» PROBLEM TO SOLVE
The word "green" marks the lines to find; copy every such line from the data below.

Collected data entries
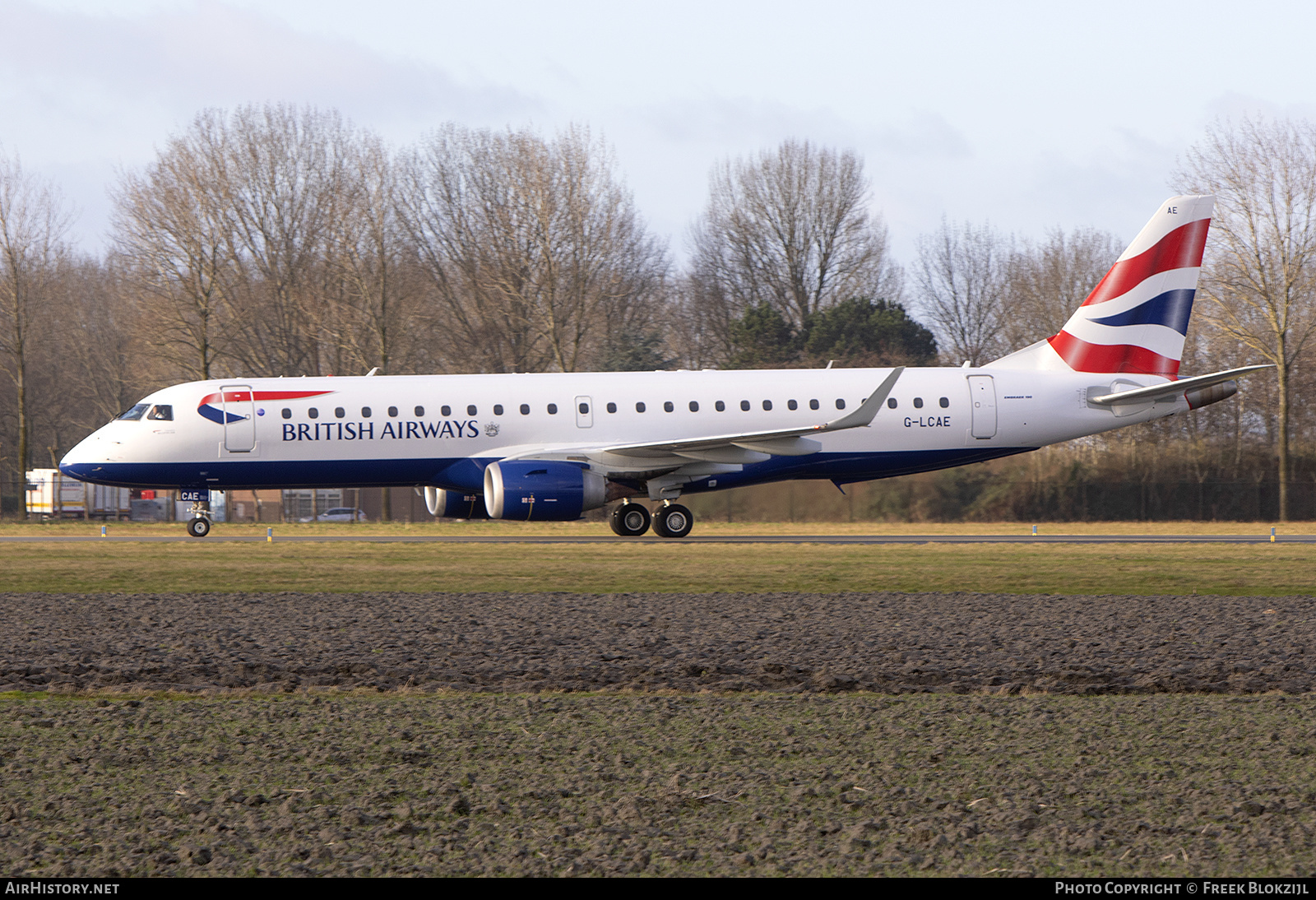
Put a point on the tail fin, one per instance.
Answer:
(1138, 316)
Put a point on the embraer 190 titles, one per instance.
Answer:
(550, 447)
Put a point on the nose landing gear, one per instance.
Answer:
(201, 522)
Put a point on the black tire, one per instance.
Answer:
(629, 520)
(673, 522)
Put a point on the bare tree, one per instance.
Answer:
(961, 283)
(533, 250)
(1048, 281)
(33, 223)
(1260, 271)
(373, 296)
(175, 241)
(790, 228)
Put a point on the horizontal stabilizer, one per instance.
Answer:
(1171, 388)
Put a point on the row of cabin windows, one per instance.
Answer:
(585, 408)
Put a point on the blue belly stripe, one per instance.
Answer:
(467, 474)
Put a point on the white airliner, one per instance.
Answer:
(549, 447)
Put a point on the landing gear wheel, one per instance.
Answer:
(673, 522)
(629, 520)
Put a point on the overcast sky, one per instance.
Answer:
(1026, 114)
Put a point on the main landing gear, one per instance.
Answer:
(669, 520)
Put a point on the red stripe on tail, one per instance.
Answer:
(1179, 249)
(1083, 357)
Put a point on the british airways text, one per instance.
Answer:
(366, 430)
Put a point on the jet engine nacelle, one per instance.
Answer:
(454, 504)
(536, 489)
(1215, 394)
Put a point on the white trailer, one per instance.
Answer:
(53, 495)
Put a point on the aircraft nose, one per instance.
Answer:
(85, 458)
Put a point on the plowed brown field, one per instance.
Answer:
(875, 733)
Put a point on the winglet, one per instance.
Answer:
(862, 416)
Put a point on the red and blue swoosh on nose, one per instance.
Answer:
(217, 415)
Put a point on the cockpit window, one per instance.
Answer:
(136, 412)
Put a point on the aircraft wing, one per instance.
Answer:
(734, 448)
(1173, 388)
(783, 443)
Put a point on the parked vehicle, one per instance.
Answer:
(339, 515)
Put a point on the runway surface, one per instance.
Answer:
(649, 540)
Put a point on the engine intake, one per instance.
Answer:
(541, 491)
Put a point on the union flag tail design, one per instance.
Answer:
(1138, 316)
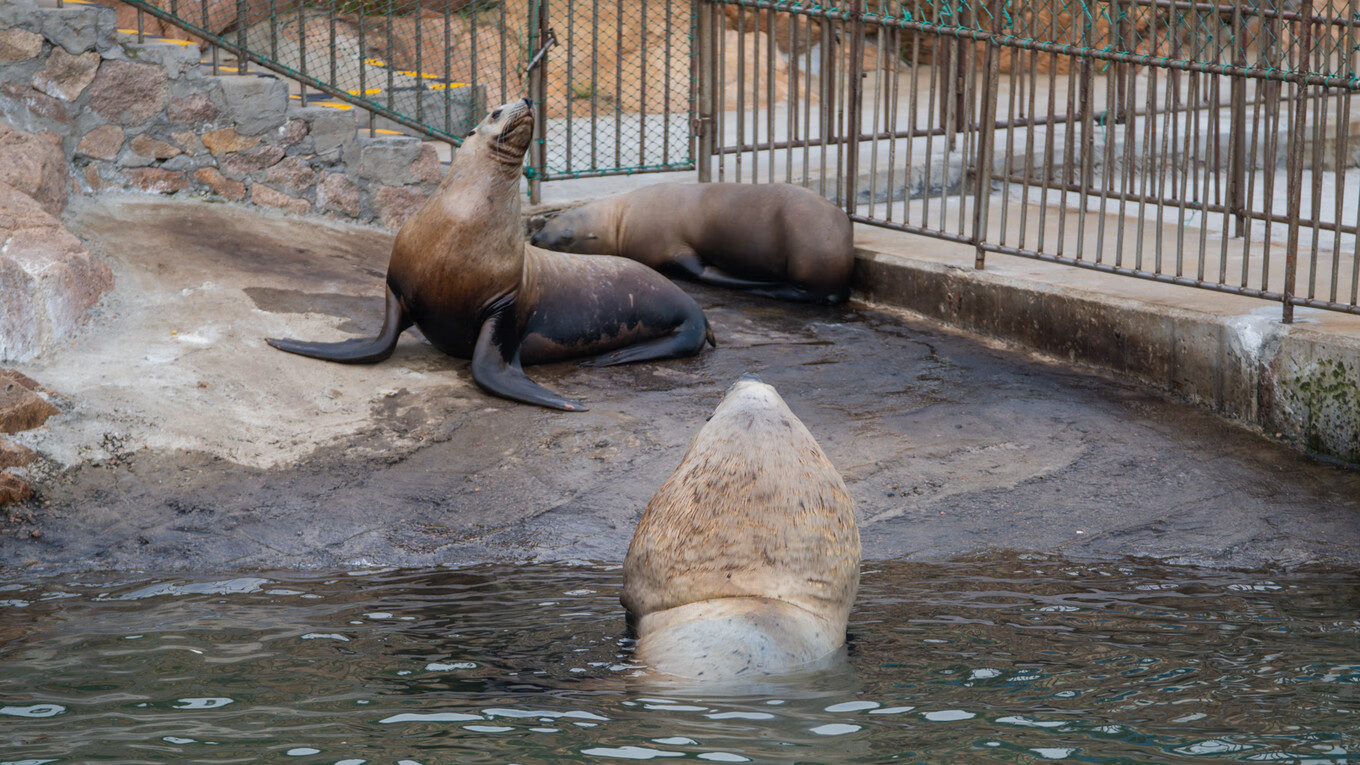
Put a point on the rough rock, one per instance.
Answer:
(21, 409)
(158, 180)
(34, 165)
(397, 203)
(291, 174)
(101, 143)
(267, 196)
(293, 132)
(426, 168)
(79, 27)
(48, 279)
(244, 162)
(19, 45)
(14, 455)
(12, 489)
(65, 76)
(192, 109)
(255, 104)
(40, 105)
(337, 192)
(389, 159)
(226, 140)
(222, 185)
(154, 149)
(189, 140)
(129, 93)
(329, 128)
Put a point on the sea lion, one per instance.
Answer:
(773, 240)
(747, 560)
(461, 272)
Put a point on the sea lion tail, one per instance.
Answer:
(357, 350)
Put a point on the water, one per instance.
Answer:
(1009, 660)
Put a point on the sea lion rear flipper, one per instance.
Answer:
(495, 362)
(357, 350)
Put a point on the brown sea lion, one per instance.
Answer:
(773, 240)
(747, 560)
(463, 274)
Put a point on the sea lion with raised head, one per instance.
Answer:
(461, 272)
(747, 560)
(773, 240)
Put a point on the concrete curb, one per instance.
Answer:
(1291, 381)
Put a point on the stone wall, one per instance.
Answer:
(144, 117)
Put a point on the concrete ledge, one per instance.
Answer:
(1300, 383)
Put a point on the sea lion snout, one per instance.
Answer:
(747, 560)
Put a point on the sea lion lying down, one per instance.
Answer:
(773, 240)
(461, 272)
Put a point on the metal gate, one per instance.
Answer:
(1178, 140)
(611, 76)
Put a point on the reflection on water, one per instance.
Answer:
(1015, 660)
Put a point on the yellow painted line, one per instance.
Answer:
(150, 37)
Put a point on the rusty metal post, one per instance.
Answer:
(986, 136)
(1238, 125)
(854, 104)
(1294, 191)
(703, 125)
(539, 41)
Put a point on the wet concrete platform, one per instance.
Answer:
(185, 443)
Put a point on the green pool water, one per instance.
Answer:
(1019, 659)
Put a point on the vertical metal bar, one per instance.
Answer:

--

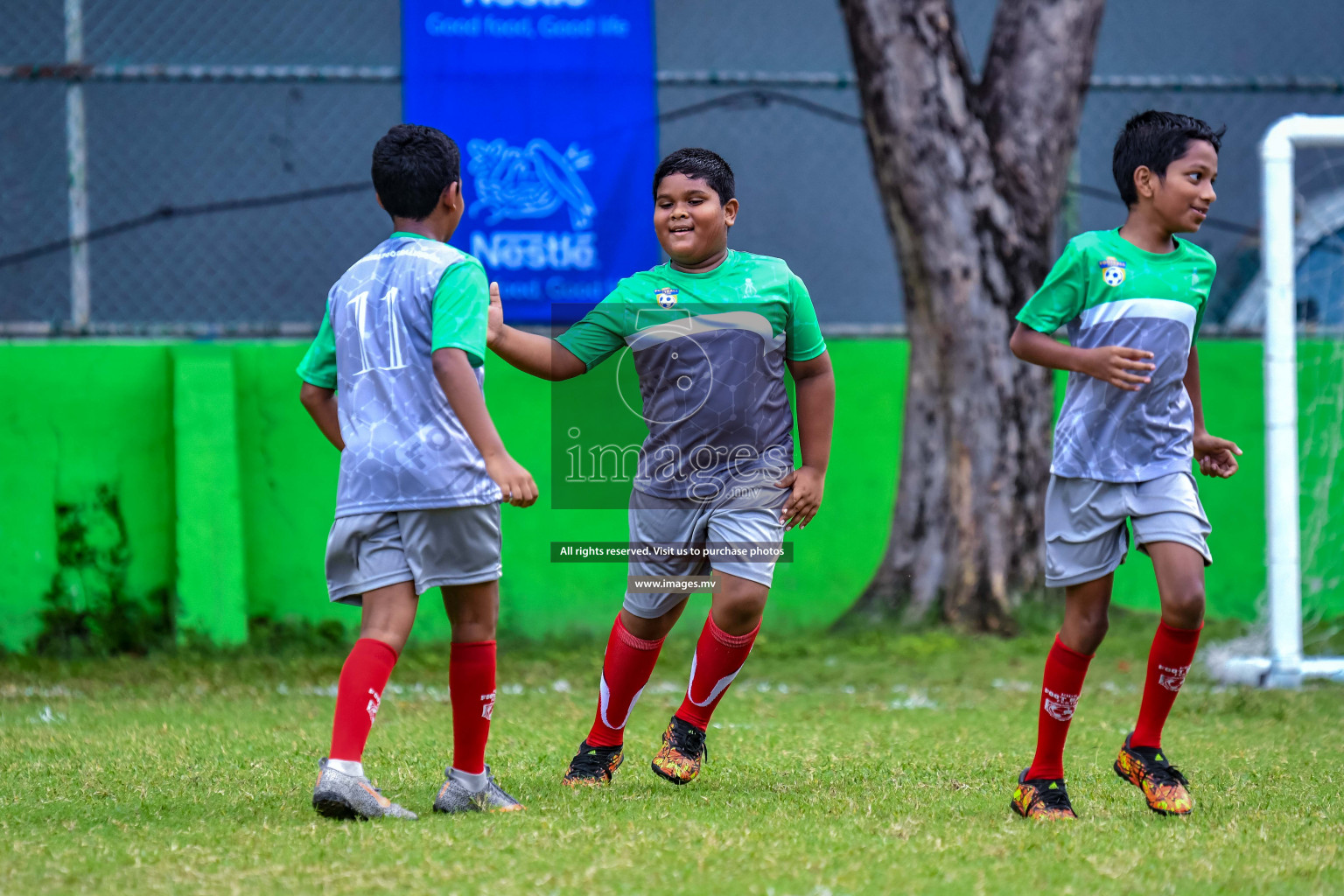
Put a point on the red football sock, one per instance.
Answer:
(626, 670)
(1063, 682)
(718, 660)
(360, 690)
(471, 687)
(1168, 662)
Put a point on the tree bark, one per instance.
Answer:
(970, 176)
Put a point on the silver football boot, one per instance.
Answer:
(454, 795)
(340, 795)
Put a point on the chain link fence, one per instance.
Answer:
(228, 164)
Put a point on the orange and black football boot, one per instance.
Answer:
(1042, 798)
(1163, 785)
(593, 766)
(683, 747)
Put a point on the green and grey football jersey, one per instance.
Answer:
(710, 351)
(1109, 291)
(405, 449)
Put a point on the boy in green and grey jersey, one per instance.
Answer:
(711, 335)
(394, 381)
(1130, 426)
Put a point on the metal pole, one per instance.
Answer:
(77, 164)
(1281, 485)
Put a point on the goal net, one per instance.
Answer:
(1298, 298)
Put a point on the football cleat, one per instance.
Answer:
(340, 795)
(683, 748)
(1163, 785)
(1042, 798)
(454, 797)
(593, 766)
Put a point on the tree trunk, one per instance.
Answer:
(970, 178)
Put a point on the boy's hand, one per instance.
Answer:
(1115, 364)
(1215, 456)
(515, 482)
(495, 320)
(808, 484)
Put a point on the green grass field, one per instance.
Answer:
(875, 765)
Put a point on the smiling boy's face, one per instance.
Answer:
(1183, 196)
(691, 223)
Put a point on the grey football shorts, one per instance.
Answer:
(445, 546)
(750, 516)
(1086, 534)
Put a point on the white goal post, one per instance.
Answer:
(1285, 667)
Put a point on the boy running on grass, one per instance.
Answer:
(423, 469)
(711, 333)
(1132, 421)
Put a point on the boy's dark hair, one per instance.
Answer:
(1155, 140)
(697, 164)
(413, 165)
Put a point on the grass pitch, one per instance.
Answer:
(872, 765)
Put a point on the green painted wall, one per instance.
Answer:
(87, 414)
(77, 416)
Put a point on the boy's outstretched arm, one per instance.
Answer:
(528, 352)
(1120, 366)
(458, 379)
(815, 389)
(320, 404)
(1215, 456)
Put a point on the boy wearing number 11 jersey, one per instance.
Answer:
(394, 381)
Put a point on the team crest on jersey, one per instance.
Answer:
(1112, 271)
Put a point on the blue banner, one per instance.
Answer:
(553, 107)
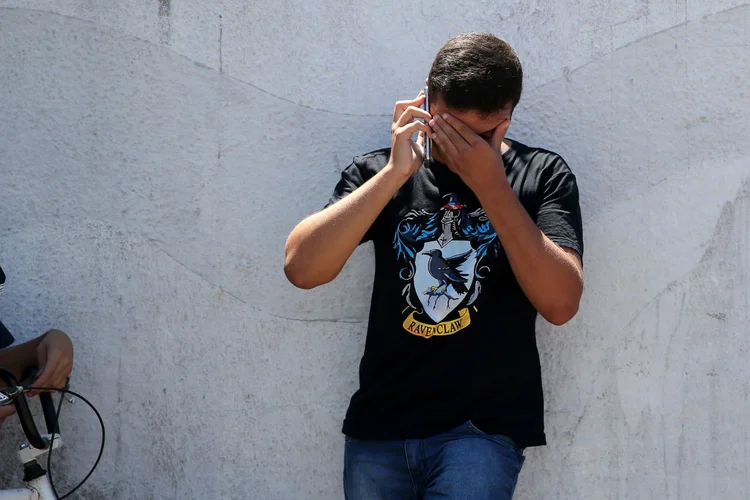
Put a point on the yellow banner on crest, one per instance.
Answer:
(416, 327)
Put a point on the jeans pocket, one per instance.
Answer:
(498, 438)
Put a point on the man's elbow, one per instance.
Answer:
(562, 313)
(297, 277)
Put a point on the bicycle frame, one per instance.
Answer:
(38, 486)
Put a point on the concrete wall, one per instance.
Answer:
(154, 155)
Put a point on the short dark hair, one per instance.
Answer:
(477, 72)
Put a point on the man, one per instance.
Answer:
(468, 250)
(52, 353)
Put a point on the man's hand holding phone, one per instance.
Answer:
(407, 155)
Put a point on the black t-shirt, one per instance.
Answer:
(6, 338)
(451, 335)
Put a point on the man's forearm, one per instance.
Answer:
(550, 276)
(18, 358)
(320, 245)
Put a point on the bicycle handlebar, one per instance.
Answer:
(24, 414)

* * *

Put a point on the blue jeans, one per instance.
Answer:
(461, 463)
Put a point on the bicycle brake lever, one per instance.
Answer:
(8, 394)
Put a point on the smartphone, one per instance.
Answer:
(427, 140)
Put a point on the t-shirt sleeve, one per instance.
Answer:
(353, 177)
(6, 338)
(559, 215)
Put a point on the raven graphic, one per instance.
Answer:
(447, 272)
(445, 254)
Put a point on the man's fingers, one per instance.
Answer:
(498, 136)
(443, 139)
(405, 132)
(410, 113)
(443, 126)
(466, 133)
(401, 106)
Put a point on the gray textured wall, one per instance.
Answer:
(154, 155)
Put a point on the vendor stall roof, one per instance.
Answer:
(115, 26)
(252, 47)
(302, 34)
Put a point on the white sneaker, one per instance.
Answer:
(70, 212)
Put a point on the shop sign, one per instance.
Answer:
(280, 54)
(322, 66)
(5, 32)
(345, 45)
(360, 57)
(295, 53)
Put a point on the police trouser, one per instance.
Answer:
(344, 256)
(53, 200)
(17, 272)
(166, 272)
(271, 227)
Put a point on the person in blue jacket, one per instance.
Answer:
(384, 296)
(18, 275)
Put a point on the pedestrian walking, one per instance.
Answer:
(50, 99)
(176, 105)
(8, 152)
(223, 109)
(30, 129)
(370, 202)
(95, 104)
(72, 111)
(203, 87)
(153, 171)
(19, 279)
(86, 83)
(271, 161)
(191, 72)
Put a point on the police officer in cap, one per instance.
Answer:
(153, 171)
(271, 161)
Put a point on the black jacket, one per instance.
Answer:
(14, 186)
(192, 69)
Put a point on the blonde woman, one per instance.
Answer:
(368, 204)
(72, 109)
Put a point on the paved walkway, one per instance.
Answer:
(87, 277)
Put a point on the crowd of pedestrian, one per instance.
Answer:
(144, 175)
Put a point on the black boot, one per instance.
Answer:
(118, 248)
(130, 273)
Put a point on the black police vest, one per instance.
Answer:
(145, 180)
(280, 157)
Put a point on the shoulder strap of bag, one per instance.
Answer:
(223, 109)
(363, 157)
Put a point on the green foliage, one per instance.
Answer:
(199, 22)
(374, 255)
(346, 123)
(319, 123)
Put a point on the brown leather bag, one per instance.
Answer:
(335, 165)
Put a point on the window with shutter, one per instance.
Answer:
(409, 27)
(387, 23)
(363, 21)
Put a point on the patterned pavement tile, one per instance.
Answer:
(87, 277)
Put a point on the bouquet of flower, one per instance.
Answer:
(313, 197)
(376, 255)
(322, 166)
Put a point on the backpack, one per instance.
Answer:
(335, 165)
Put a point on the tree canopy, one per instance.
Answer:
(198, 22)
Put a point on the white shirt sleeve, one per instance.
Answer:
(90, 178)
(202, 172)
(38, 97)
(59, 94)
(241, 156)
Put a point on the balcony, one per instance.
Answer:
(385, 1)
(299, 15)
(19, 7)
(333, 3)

» WRITTEN SOLUTION
Put a point on the green pool water, one per instance.
Put a point on the green and grey football jersey, one per instance.
Put a point on the boy in green and grey jersey, one per instance.
Put a point on the green grass field, one per instance.
Put a point on the green painted wall, one per instance.
Put a point on the green foliage, one per instance.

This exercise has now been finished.